## [The task]
Could you restate all of the records exactly, leaving out the pictures?

## [Given records]
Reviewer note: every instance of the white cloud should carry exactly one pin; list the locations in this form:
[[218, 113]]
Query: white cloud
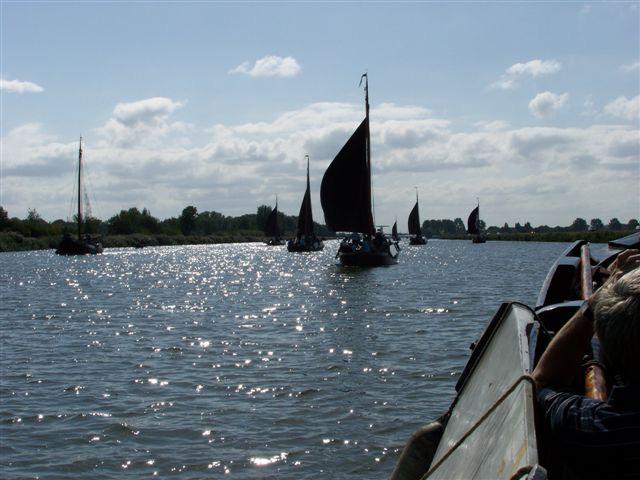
[[535, 68], [494, 126], [520, 173], [547, 103], [631, 67], [143, 110], [142, 122], [18, 86], [270, 66], [623, 107], [532, 68]]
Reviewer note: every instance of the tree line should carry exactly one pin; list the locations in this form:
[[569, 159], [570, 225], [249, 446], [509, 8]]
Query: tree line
[[451, 228], [133, 221]]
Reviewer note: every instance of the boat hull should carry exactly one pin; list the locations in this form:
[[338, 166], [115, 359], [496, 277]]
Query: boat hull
[[298, 247], [72, 246], [274, 242], [367, 259]]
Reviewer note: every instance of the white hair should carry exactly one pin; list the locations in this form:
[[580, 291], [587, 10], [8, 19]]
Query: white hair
[[617, 324]]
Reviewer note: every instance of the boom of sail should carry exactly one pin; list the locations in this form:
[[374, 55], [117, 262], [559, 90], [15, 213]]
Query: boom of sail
[[271, 228], [305, 217], [414, 221], [345, 192], [473, 222]]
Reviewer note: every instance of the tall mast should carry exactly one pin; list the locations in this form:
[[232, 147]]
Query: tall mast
[[80, 190], [368, 159]]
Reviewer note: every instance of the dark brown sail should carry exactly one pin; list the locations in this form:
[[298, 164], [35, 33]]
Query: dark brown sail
[[473, 223], [345, 192], [271, 228], [414, 221], [394, 231], [305, 217]]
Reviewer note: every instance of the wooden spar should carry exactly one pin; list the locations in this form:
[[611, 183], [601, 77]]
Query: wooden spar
[[595, 384], [586, 281], [80, 190]]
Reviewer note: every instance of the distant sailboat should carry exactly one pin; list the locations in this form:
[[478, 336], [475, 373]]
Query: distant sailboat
[[345, 194], [414, 225], [473, 225], [83, 244], [306, 240], [272, 229]]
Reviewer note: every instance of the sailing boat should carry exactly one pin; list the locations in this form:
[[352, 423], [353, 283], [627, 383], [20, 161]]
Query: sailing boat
[[394, 232], [473, 225], [272, 229], [82, 245], [414, 225], [306, 240], [345, 195]]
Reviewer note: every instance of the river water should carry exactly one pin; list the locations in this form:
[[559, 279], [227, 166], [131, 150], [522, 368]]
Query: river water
[[239, 360]]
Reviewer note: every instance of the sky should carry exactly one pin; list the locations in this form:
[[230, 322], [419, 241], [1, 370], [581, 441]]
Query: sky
[[532, 107]]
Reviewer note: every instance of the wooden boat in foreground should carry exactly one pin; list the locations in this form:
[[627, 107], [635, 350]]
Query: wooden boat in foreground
[[473, 225], [83, 244], [272, 229], [489, 430], [306, 240], [414, 225], [345, 194]]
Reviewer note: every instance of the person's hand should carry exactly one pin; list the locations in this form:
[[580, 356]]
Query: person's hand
[[625, 262]]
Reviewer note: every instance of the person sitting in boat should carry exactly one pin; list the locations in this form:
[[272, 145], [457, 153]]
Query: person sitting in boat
[[378, 240], [356, 239], [590, 438]]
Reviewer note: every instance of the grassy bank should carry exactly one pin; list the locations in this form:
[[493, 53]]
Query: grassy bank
[[14, 242], [601, 236]]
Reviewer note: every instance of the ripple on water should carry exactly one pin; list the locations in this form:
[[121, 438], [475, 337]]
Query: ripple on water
[[240, 359]]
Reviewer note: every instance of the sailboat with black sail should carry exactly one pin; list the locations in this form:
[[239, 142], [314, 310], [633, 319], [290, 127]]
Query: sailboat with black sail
[[394, 232], [272, 229], [473, 225], [83, 244], [414, 226], [345, 195], [306, 240]]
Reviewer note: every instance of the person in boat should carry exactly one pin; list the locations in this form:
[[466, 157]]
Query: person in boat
[[590, 438]]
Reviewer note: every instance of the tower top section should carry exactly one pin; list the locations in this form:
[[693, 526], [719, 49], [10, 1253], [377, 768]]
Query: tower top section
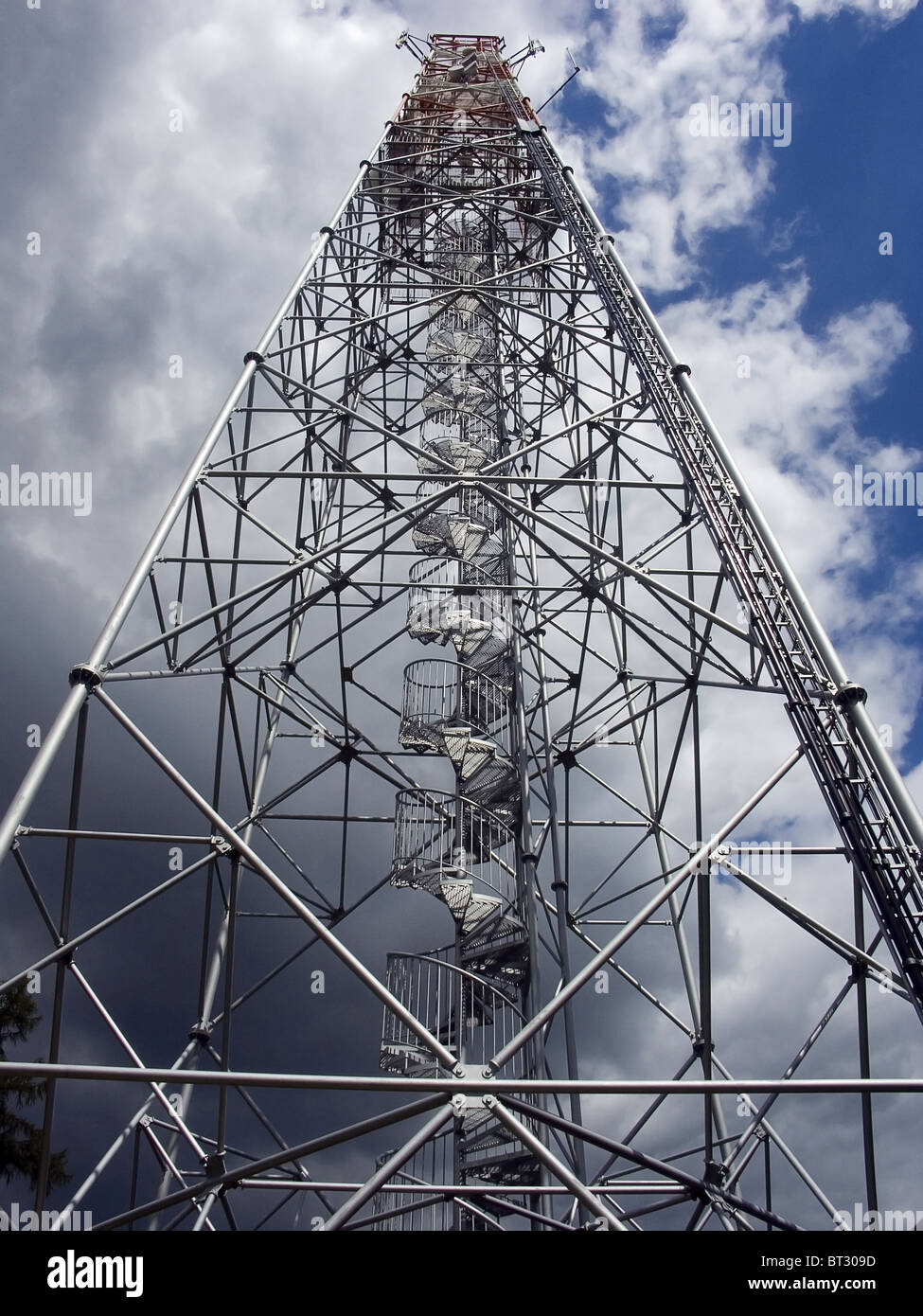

## [Reply]
Reviewer note: every instance of the white cloud should carry exactly one pin; list the locations in this form:
[[218, 113]]
Query: white cloud
[[535, 68], [494, 126], [520, 173], [547, 103], [631, 67], [143, 110], [142, 122], [18, 86], [270, 66], [623, 107], [532, 68]]
Reviewer note: every instance of the tree line should carry exactly one pin; list the locations in this form:
[[569, 159], [570, 225], [249, 446], [509, 8]]
Query: tree line
[[451, 228], [133, 221]]
Reviewer note: every instance of the boat hull should carry exactly one pin; list the locations in this form:
[[338, 166], [115, 359], [496, 277]]
Query: boat hull
[[298, 247], [72, 246], [274, 242], [367, 259]]
Reviewer note: every instance of the white hair should carry exactly one pin; list the locations in this form:
[[580, 291], [587, 10], [8, 19]]
Query: white hair
[[617, 324]]
Reviewer note: every instance of the boom of sail should carry exactly one pin; list the locations in this form:
[[374, 55], [117, 262], [559, 90], [15, 213]]
Query: boom of sail
[[271, 228], [305, 217], [414, 221], [345, 192], [473, 222]]
Reviewer note: every instance of the tall mast should carry exactly one pin; list the locations in this form:
[[232, 147]]
Query: tall mast
[[80, 190], [368, 159]]
Reviewer note: every instance of the dark brown sail should carry exactly one pin; list the locations in this form:
[[298, 164], [35, 33]]
Query: dark brown sail
[[473, 223], [345, 192], [271, 228], [414, 221], [394, 231], [305, 217]]
Reviewer note: every instance of the wooden spar should carry exactly one pin; list the locations in this form:
[[611, 183], [601, 77]]
Query: wooden spar
[[595, 384], [586, 281], [80, 190]]
Reviewer note: every instance of the distant sailboat should carry exactly one pin; list the locations in this form:
[[478, 336], [475, 373]]
Query: distant sailboat
[[345, 194], [414, 225], [473, 225], [83, 244], [306, 240], [272, 229]]
Reviewer note: every instance of the sailing boat should carry exactly one pin; list the locations in this form:
[[352, 423], [353, 283], [627, 383], [20, 161]]
Query: sailing boat
[[394, 232], [473, 225], [272, 229], [82, 245], [414, 225], [306, 240], [345, 195]]
Reviewer note: every instance of the river water should carry exactly one pin; list the locations in this form:
[[559, 279], [227, 166], [131, 150], [522, 368]]
Query: river water
[[239, 360]]
Reviewer note: every instance of the sky should carry exactly one pin; list the locations in this form:
[[230, 322], [419, 241], [1, 370], [581, 441]]
Query: sky
[[532, 107]]
Reviewer note: every instance of the wooden boat in foreground should carry exactly one pin; list the locations in this form:
[[627, 107], [635, 350]]
Query: wooden boat in foreground
[[473, 225], [83, 244], [272, 229], [489, 430], [306, 240], [414, 225], [345, 194]]
Reviewer note: every instance of the person's hand should carry exactly one pin; list the locations in this form:
[[580, 356]]
Query: person's hand
[[625, 262]]
Reviewer note: every instance of the person sitting in boat should carry exactly one pin; list the locations in this form:
[[272, 145], [457, 153]]
Query: person sitting in boat
[[378, 240], [356, 239], [590, 438]]
Reviewer note: every instance of the grassy bank should carry exactly one pin; list the locations in this form:
[[493, 53]]
Query: grassy bank
[[14, 242], [601, 236]]
Reviewer note: every instance of the ripple on water should carry exactly one pin; list the locations in this form:
[[121, 438], [475, 337]]
Query: ripple on water
[[240, 359]]
Reviewer note: every instance of the sailboat with black sail should carry exactly one pin; list the locations in this form:
[[239, 142], [314, 310], [633, 319], [290, 127]]
Query: sailboat with black sail
[[394, 232], [272, 229], [473, 225], [83, 244], [414, 226], [345, 195], [306, 240]]
Reviewer note: every instance of the person in boat should carry exactly one pin; list the locations in this form:
[[466, 157]]
Query: person in boat
[[590, 438]]
Reviewer note: every instance of the tower top section should carry exactly one pin; list the locations in this form:
[[693, 526], [719, 49], [10, 1253], [377, 768]]
Query: tower top section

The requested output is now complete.